WHAT IS NEEDED: Transcribe the listing below line for line, omitting the pictures from your answer.

* begin DATASET ENTRIES *

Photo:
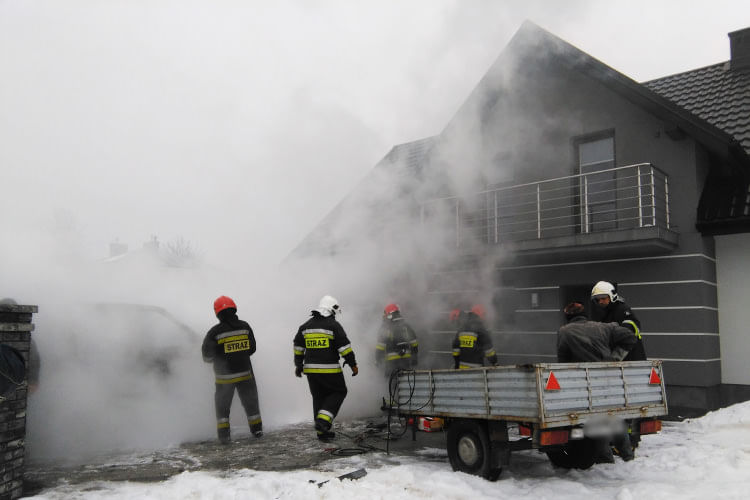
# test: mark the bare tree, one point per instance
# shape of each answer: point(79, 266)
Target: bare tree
point(181, 253)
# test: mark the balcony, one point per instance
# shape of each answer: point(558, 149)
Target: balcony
point(617, 211)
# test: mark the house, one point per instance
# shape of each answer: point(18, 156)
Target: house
point(557, 172)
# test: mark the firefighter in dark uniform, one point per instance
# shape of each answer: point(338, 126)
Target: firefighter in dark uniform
point(317, 346)
point(229, 345)
point(397, 346)
point(472, 344)
point(581, 340)
point(609, 307)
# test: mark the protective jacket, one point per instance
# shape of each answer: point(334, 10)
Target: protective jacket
point(619, 312)
point(472, 344)
point(582, 340)
point(228, 346)
point(397, 344)
point(319, 343)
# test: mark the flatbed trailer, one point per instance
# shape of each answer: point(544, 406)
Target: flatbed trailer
point(559, 408)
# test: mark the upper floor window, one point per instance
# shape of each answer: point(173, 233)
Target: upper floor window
point(597, 187)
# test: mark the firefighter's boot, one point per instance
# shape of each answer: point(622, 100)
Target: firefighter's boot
point(323, 429)
point(224, 435)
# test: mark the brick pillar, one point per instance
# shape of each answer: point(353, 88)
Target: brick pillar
point(15, 330)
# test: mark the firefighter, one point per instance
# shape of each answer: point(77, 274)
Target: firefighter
point(317, 346)
point(610, 307)
point(581, 340)
point(472, 344)
point(229, 345)
point(397, 346)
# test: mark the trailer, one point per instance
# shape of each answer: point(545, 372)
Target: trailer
point(558, 408)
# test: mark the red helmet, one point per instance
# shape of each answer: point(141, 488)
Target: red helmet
point(454, 314)
point(390, 309)
point(478, 309)
point(222, 303)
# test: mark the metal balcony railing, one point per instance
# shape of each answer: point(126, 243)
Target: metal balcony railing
point(628, 197)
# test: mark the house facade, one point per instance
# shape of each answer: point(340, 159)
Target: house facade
point(558, 172)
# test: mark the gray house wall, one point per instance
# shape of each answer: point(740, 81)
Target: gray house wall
point(532, 124)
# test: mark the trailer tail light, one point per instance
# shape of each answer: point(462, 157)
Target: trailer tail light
point(654, 378)
point(552, 383)
point(547, 438)
point(650, 426)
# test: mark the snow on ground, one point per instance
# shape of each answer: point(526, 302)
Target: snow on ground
point(701, 458)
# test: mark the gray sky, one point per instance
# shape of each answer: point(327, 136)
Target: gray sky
point(238, 125)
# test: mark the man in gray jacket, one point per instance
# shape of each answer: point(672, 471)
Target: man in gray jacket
point(583, 340)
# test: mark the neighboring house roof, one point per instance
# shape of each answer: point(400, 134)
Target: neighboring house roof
point(715, 93)
point(720, 95)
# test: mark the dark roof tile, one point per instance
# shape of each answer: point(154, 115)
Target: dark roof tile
point(714, 93)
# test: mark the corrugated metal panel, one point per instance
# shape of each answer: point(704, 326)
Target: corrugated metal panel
point(514, 392)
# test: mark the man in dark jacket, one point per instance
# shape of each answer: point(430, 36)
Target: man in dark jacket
point(397, 346)
point(472, 343)
point(581, 340)
point(609, 307)
point(317, 346)
point(229, 345)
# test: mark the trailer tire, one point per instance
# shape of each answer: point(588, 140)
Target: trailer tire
point(578, 454)
point(468, 446)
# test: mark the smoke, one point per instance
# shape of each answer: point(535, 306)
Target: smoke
point(234, 129)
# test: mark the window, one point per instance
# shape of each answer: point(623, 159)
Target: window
point(596, 161)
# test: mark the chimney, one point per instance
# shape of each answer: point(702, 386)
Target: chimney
point(116, 248)
point(739, 48)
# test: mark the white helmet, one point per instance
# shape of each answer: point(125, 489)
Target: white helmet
point(604, 288)
point(328, 305)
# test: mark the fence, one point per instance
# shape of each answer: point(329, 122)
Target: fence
point(628, 197)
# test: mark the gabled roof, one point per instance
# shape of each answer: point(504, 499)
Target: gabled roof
point(719, 95)
point(715, 93)
point(533, 42)
point(329, 237)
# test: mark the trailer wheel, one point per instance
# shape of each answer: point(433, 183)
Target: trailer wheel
point(579, 454)
point(469, 449)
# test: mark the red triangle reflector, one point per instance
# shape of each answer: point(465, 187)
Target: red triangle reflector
point(552, 383)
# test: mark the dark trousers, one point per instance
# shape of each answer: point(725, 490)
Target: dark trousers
point(328, 391)
point(248, 393)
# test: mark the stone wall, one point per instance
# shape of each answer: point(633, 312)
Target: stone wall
point(15, 330)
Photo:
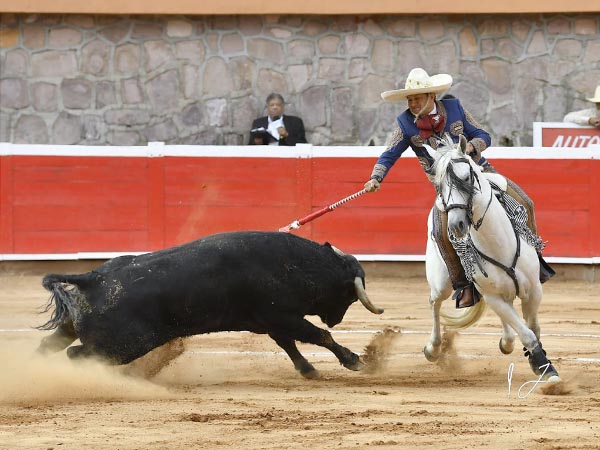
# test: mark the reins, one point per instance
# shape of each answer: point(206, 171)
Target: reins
point(468, 207)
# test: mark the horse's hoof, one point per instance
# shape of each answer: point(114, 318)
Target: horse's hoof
point(430, 356)
point(358, 365)
point(312, 374)
point(507, 350)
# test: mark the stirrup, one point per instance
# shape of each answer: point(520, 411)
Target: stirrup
point(458, 294)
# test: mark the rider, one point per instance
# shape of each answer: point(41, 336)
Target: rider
point(425, 121)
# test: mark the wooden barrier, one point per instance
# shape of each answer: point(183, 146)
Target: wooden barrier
point(60, 200)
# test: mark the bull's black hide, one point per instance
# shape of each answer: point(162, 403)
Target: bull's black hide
point(263, 282)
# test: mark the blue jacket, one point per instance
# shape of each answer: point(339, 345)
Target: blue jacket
point(458, 121)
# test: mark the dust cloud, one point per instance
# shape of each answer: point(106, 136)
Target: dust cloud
point(26, 377)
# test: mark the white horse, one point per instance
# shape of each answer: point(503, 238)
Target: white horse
point(502, 264)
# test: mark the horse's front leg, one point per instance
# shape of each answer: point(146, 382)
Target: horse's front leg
point(433, 348)
point(507, 341)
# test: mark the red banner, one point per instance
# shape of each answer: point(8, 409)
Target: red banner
point(564, 135)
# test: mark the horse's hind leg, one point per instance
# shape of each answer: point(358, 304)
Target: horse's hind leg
point(537, 356)
point(530, 305)
point(433, 347)
point(59, 340)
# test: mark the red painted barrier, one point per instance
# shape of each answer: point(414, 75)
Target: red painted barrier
point(53, 204)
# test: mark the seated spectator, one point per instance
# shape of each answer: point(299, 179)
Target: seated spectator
point(277, 128)
point(590, 116)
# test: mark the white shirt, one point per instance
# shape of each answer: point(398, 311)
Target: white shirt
point(582, 116)
point(272, 129)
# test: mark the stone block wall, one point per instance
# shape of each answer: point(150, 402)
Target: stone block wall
point(127, 80)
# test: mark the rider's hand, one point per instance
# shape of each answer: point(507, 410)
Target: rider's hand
point(372, 185)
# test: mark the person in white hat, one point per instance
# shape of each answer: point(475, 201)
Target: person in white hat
point(590, 116)
point(425, 121)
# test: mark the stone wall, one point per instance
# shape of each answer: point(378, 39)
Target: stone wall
point(114, 80)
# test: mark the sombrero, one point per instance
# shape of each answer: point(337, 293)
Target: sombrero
point(595, 98)
point(419, 82)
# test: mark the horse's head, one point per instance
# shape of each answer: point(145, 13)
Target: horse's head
point(456, 180)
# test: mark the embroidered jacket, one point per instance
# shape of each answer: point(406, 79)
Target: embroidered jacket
point(458, 121)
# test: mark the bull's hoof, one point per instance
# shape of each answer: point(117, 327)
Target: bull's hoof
point(312, 374)
point(431, 356)
point(357, 365)
point(506, 348)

* end DATASET ENTRIES *

THE ANSWER:
Photo:
# test: mark the bare tree, one point per instance
# shape of each answer: point(79, 266)
Target: bare tree
point(181, 253)
# test: mark the balcony, one point per instance
# shape of each answer: point(558, 149)
Target: balcony
point(617, 211)
# test: mark the house, one point per instance
# shape of each answer: point(18, 156)
Target: house
point(557, 172)
# test: mark the firefighter in dark uniform, one point per instance
# shape of each answer: point(338, 126)
Target: firefighter in dark uniform
point(317, 346)
point(229, 345)
point(397, 346)
point(472, 344)
point(581, 340)
point(609, 307)
# test: mark the protective jacket, one point per instance
# shape of each answer: point(334, 10)
Target: protective jacket
point(619, 312)
point(472, 344)
point(582, 340)
point(228, 346)
point(397, 344)
point(319, 343)
# test: mark the flatbed trailer, one point per instance
# shape of each answer: point(544, 406)
Target: flatbed trailer
point(559, 408)
# test: mark the upper floor window, one point per instance
# shape of each answer: point(173, 233)
Target: upper floor window
point(597, 187)
# test: mark the firefighter's boot, one point per instance
# shape of each answer: point(622, 100)
Target: firefighter's boot
point(323, 429)
point(224, 435)
# test: mark the brick pillar, one point per instance
# shape of each answer: point(353, 88)
Target: brick pillar
point(15, 330)
# test: mark the firefighter, one point per instance
# shape of each answer: point(77, 274)
Target: firefighter
point(317, 346)
point(610, 307)
point(581, 340)
point(472, 344)
point(229, 345)
point(397, 346)
# test: mark the trailer, one point per instance
# shape of each answer: point(545, 372)
Target: trailer
point(558, 408)
# test: mark the red helmet, one point per instance
# shape of each answer: point(141, 488)
Target: red helmet
point(454, 314)
point(390, 309)
point(478, 309)
point(222, 303)
# test: mark the metal balcony railing, one point per instance
# shape of each answer: point(126, 243)
Target: metal balcony railing
point(628, 197)
# test: mark the house facade, one point per instance
# shape of each answer: point(340, 159)
Target: house facade
point(558, 172)
# test: mark the gray house wall, one point per instance
# shape of each answer: point(740, 81)
Target: gray house wall
point(532, 124)
# test: mark the trailer tail light, one point per instance
# shape of each answer: point(462, 157)
Target: trailer tail light
point(654, 378)
point(552, 383)
point(547, 438)
point(650, 426)
# test: mark the snow on ground, one point per instance
# shape of each answer: point(526, 302)
Target: snow on ground
point(701, 458)
# test: mark the gray sky, one point per instance
# shape of each answer: point(327, 136)
Target: gray sky
point(238, 125)
# test: mark the man in gray jacket, one point per instance
# shape of each answer: point(672, 471)
Target: man in gray jacket
point(583, 340)
# test: mark the neighboring house roof, one point per instance
# shape of each answer: point(400, 134)
Target: neighboring house roof
point(715, 93)
point(720, 95)
# test: mark the dark roof tile, one point per instance
# shape of each answer: point(154, 115)
Target: dark roof tile
point(714, 93)
# test: mark the corrugated metal panel, one point per instance
# shape of each answer: point(704, 326)
Target: corrugated metal panel
point(514, 392)
# test: mark the man in dark jacket, one point per instance
# shape of each answer: point(430, 36)
Target: man in dark jacket
point(397, 346)
point(472, 343)
point(581, 340)
point(609, 307)
point(317, 346)
point(229, 345)
# test: mark the trailer tire, one point per instance
# shape of each answer: point(588, 140)
Target: trailer tire
point(578, 454)
point(468, 446)
# test: mark the smoke, one point per instance
# shape of each answer: point(535, 306)
Target: smoke
point(234, 129)
# test: mark the window, one point per instance
# shape of each answer: point(623, 159)
Target: window
point(596, 161)
# test: mark the chimney, one point per instance
# shape of each answer: point(702, 386)
Target: chimney
point(116, 248)
point(739, 48)
# test: mark the white helmet, one point per instance
# shape of each answer: point(125, 489)
Target: white helmet
point(604, 288)
point(328, 305)
# test: mark the fence, one point per instance
# shape of each answer: point(329, 122)
Target: fence
point(628, 197)
# test: mark the gabled roof, one point per instance
# shape of each answer: point(504, 499)
Target: gabled roof
point(719, 95)
point(715, 93)
point(533, 42)
point(329, 237)
# test: mark the trailer wheel, one point per instance
# shape of each answer: point(433, 183)
Target: trailer wheel
point(579, 454)
point(469, 449)
# test: mark the red triangle reflector, one point per instance
# shape of each answer: point(465, 187)
Target: red triangle reflector
point(552, 383)
# test: mark the dark trousers, one point per instance
# shape of each answer: point(725, 490)
Target: dark trousers
point(328, 391)
point(248, 393)
# test: mark the stone wall, one point per instance
# shape of each answer: point(633, 312)
Target: stone wall
point(15, 330)
Photo:
# test: mark the reins, one point per instance
# shape of each answer: point(206, 171)
Target: reins
point(468, 207)
# test: mark the horse's hoof, one point per instance
# shape of each answer: point(114, 318)
Target: horse's hoof
point(430, 356)
point(358, 365)
point(312, 374)
point(507, 350)
# test: mark the stirrup, one point per instance
# shape of each answer: point(520, 411)
Target: stirrup
point(458, 294)
# test: mark the rider, one point per instance
# shape of each answer: point(41, 336)
Target: rider
point(425, 121)
# test: mark the wooden barrier, one point per instance
# shape of each answer: point(183, 146)
Target: wooden barrier
point(60, 200)
# test: mark the bull's black hide, one point per instance
# shape of each answer: point(162, 403)
Target: bull's black hide
point(263, 282)
# test: mark the blue jacket, one point per instance
# shape of each answer: point(339, 345)
Target: blue jacket
point(458, 121)
# test: mark the dust cloud, one point per instance
# shape of each answer: point(106, 136)
Target: dust cloud
point(26, 377)
# test: mark the white horse, one point per instance
# shape of each answer: point(503, 238)
Target: white horse
point(502, 264)
# test: mark the horse's front leg, one point per instance
# shape of each answer: point(146, 382)
Target: horse's front leg
point(433, 348)
point(507, 341)
# test: mark the red banner, one point per instance
# shape of each answer: point(8, 409)
Target: red banner
point(564, 135)
# test: mark the horse's hind leg, one point per instance
# shape of each answer: point(358, 304)
Target: horse's hind leg
point(537, 356)
point(530, 305)
point(433, 347)
point(59, 340)
# test: mark the red painted barrier, one point per instance
# shape of each answer: point(414, 75)
Target: red painted barrier
point(53, 204)
# test: mark the seated spectator, one point per instance
# shape of each answer: point(299, 179)
Target: seated spectator
point(277, 128)
point(590, 116)
# test: mark the white shirt, one point per instance
# shape of each answer: point(398, 311)
Target: white shirt
point(582, 116)
point(272, 129)
# test: mark the stone block wall, one point per instance
# shape of each answer: point(150, 402)
Target: stone block wall
point(127, 80)
# test: mark the rider's hand, one point per instance
# shape of each answer: point(507, 410)
Target: rider's hand
point(372, 185)
# test: mark the person in white hat, one point per instance
# shape of each answer: point(475, 201)
Target: person in white hat
point(590, 116)
point(425, 121)
# test: mark the stone wall, one point per instance
# shape of each answer: point(378, 39)
Target: stone wall
point(114, 80)
# test: mark the sombrero, one point per instance
# shape of each answer: point(337, 293)
Target: sombrero
point(595, 98)
point(419, 82)
# test: mark the horse's head, one point per instance
# shape of each answer: point(145, 13)
Target: horse's head
point(456, 180)
# test: mark the embroidered jacket, one point per instance
# shape of each answer: point(406, 79)
Target: embroidered jacket
point(458, 121)
# test: mark the bull's hoof, one point per instance
# shape of each answer: point(117, 327)
Target: bull's hoof
point(312, 374)
point(431, 356)
point(357, 365)
point(506, 348)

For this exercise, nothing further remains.